- [Task brief]
Can you return all of the records below line for line, with every word and number unchanged?

- [Entries shown]
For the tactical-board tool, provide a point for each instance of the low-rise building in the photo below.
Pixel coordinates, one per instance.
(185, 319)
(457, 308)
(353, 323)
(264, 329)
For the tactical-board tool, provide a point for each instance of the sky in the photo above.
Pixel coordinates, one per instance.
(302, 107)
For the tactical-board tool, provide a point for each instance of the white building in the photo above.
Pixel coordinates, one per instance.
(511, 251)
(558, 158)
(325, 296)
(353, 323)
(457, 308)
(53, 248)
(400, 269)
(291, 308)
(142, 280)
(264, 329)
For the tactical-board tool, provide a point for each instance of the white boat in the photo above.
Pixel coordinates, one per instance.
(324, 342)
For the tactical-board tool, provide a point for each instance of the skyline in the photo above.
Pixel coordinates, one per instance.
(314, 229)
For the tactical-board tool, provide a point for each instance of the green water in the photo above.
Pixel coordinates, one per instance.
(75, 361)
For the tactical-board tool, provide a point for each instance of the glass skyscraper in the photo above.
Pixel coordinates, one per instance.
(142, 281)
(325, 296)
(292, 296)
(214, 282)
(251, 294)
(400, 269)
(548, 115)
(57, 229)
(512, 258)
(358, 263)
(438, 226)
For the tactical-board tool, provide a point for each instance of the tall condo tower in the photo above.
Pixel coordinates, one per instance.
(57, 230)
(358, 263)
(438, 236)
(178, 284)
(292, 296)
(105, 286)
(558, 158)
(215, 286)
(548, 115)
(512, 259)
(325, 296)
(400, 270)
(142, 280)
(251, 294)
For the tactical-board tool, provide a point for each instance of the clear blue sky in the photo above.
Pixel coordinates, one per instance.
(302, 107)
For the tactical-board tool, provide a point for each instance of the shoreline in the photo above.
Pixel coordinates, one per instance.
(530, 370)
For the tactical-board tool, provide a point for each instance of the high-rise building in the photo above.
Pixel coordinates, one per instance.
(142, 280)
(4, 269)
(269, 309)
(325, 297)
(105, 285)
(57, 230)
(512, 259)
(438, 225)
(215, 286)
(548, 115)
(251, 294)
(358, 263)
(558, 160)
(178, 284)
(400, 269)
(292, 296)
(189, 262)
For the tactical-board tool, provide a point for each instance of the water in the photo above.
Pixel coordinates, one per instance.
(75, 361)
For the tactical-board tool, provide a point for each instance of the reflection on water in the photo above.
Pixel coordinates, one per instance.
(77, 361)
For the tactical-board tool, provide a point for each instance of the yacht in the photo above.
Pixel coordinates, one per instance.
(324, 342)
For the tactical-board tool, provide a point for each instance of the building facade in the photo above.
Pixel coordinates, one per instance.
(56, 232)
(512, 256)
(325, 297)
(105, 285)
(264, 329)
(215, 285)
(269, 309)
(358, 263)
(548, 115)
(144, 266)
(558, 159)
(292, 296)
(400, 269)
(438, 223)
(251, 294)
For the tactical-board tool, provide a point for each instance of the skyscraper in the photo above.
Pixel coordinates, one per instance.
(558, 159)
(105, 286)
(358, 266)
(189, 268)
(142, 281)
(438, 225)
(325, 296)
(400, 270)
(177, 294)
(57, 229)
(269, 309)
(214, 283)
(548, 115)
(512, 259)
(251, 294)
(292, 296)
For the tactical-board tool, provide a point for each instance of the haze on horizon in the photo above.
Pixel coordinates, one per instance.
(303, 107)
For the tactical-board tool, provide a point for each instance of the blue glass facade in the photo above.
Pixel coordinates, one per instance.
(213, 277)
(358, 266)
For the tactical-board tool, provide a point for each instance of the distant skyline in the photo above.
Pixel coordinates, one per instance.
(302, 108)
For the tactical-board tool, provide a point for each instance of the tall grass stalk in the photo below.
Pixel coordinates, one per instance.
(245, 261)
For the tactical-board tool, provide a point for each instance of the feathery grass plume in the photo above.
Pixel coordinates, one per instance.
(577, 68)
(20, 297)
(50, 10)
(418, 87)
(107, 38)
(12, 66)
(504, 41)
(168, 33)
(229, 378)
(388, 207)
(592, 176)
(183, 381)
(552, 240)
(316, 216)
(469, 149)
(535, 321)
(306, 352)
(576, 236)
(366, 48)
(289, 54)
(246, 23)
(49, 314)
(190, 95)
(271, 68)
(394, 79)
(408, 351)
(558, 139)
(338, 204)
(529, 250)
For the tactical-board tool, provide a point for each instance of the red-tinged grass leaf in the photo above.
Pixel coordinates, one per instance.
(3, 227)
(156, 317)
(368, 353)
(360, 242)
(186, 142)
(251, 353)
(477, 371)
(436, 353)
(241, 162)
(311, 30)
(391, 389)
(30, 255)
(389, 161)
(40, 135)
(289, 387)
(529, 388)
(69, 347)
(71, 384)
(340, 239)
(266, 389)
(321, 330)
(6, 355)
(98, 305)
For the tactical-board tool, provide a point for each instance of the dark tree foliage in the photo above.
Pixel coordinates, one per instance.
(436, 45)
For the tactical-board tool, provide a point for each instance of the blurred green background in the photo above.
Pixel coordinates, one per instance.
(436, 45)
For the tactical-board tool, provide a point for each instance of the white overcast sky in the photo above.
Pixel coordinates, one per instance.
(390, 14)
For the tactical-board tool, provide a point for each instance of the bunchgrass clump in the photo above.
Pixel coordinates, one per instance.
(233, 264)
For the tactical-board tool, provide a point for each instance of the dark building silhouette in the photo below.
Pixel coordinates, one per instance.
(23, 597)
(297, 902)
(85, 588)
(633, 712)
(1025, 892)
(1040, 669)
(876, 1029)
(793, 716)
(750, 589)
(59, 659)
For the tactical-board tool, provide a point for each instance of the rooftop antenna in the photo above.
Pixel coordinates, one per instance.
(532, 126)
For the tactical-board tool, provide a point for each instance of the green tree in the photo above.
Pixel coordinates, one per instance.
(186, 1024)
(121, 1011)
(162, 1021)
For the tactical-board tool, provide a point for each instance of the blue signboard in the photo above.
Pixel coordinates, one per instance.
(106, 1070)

- [Task response]
For the tactical-board tool, provide a point for each instance of the low-rise building in the photo below.
Pixel coordinates, one per instance.
(185, 319)
(457, 308)
(353, 323)
(264, 329)
For the tactical-board tool, provide a point for each instance of the sky in the photo above.
Pixel coordinates, one per instance.
(302, 107)
For the tactical-board tool, provide a point for each instance of the white building in the photo above.
Pixel coordinates, one per instance.
(511, 251)
(558, 158)
(325, 296)
(353, 323)
(457, 308)
(53, 248)
(400, 269)
(291, 308)
(142, 280)
(264, 329)
For the tactical-board tool, provide a point for each instance of the white boat in the photo above.
Pixel coordinates, one per instance.
(324, 342)
For the tactical-board tool, provide a point for each instance of the skyline in the photo above.
Pixel coordinates, one per instance.
(314, 229)
For the tactical-board tool, provide a point for each instance of the green water in the photo above.
Pixel coordinates, one per instance.
(75, 361)
For the tactical-board tool, provide a point for each instance of the glass skyscraper in the photo above.
Pixel coordinates, one per instance.
(142, 281)
(325, 296)
(292, 296)
(214, 282)
(251, 294)
(400, 269)
(548, 115)
(57, 229)
(512, 258)
(358, 263)
(438, 226)
For the tactical-board tool, provide a point for each instance of the tall condo tower in the photo above.
Pixel coordinates, one per instance.
(57, 230)
(358, 263)
(438, 236)
(178, 284)
(292, 296)
(105, 286)
(558, 158)
(215, 286)
(548, 115)
(512, 259)
(325, 296)
(400, 270)
(142, 280)
(251, 294)
For the tactical-board tool, provide a point for each instance of the clear blue sky in the photo above.
Pixel coordinates, one per instance.
(302, 107)
For the tactical-board tool, provide a point for each instance of the shoreline in the photo above.
Pixel coordinates, one per instance.
(530, 370)
For the tactical-board tool, provide a point for each instance of the high-rise building in the photo above.
Pixel coordinates, one per instance.
(142, 280)
(4, 269)
(269, 309)
(325, 297)
(105, 285)
(57, 230)
(512, 259)
(438, 225)
(215, 286)
(548, 115)
(251, 294)
(358, 263)
(558, 160)
(178, 284)
(400, 269)
(292, 296)
(189, 262)
For the tactical-board tool, provide a point for each instance of the water in the photo above.
Pixel coordinates, one per instance.
(75, 361)
For the tactical-board tool, provide a point for each instance of the reflection on water in the photo above.
Pixel coordinates, one per instance.
(77, 361)
For the tactical-board tool, provide a point for each instance of the yacht in the photo above.
Pixel coordinates, one per instance.
(324, 342)
For the tactical-board tool, provide a point for each instance of the building facade in the photo above.
Pixel coordinates, one per instance.
(56, 232)
(512, 256)
(325, 297)
(105, 285)
(264, 329)
(215, 285)
(269, 309)
(358, 263)
(548, 115)
(144, 266)
(558, 159)
(292, 296)
(400, 269)
(438, 223)
(251, 294)
For the tactical-board tool, provide a point for each instance of the skyscraper in the photo above.
Pixel coordinates, one per instance.
(558, 159)
(105, 286)
(358, 266)
(189, 268)
(142, 281)
(438, 225)
(325, 296)
(400, 270)
(177, 294)
(57, 229)
(269, 309)
(214, 283)
(548, 115)
(512, 259)
(251, 294)
(292, 296)
For the tactical-board tool, provide a point for each instance of the haze on horizon in the photo above.
Pixel coordinates, one per instance.
(303, 107)
For the tactical-board tool, provide a point for each instance of the blue glass facade in the photo above.
Pixel coordinates, one per instance.
(213, 277)
(358, 266)
For the tactical-board tool, provide a point for each instance of the distant skyline in the photo above.
Pixel coordinates, one per instance.
(302, 108)
For the tactical-board tool, provide a point for each instance of the tall grass stalk in the photo below.
Pixel coordinates, one per instance.
(245, 261)
For the tactical-board tool, provide a point for each instance of the feathery grass plume in the photo above.
Pixel coordinates, one per instance.
(577, 68)
(20, 297)
(50, 10)
(418, 87)
(107, 38)
(12, 66)
(504, 41)
(168, 33)
(229, 378)
(388, 207)
(592, 176)
(183, 381)
(552, 240)
(316, 216)
(469, 149)
(535, 321)
(306, 352)
(576, 236)
(366, 48)
(289, 54)
(246, 23)
(49, 314)
(190, 95)
(271, 68)
(394, 79)
(408, 351)
(558, 139)
(338, 204)
(529, 250)
For the tactical-board tool, provide a point for each instance of the red-tinged grass leaf in the photo above.
Pixel coordinates, one per instance.
(3, 227)
(156, 317)
(368, 353)
(360, 242)
(186, 142)
(251, 353)
(477, 371)
(436, 353)
(241, 162)
(311, 30)
(391, 389)
(30, 255)
(389, 161)
(40, 135)
(289, 387)
(529, 388)
(69, 347)
(71, 384)
(340, 239)
(266, 389)
(321, 330)
(6, 355)
(98, 305)
For the tactical-board tool, provide a point for each instance of the dark tree foliage in the photo above.
Pixel coordinates, one per instance.
(436, 45)
For the tactical-board tool, provide a point for each instance of the blurred green background in the photo above.
Pixel coordinates, one per instance.
(436, 45)
For the tactical-board tool, provide a point for each instance of the white overcast sky in the photo above.
Pixel coordinates, one per instance.
(390, 14)
For the tactical-board tool, provide a point for each instance of the bunchgrass clump in the photo above.
Pixel coordinates, one per instance.
(233, 264)
For the tactical-board tool, provide a point for each instance of the dark building silhouette in the photo below.
Pixel coordinates, one per instance.
(23, 597)
(297, 902)
(85, 588)
(633, 712)
(1025, 892)
(1040, 669)
(876, 1029)
(793, 716)
(750, 589)
(59, 659)
For the tactical-board tool, provide a point for each instance of the rooftop antenna in the photo above.
Pixel coordinates, one per instance.
(532, 126)
For the tactical-board tool, provide a point for each instance of the green tree in the photo above.
Pixel coordinates, one per instance.
(186, 1024)
(121, 1011)
(162, 1021)
For the tactical-board tool, provide a point for each instance of the blue signboard in the photo above.
Pixel coordinates, one per instance.
(106, 1070)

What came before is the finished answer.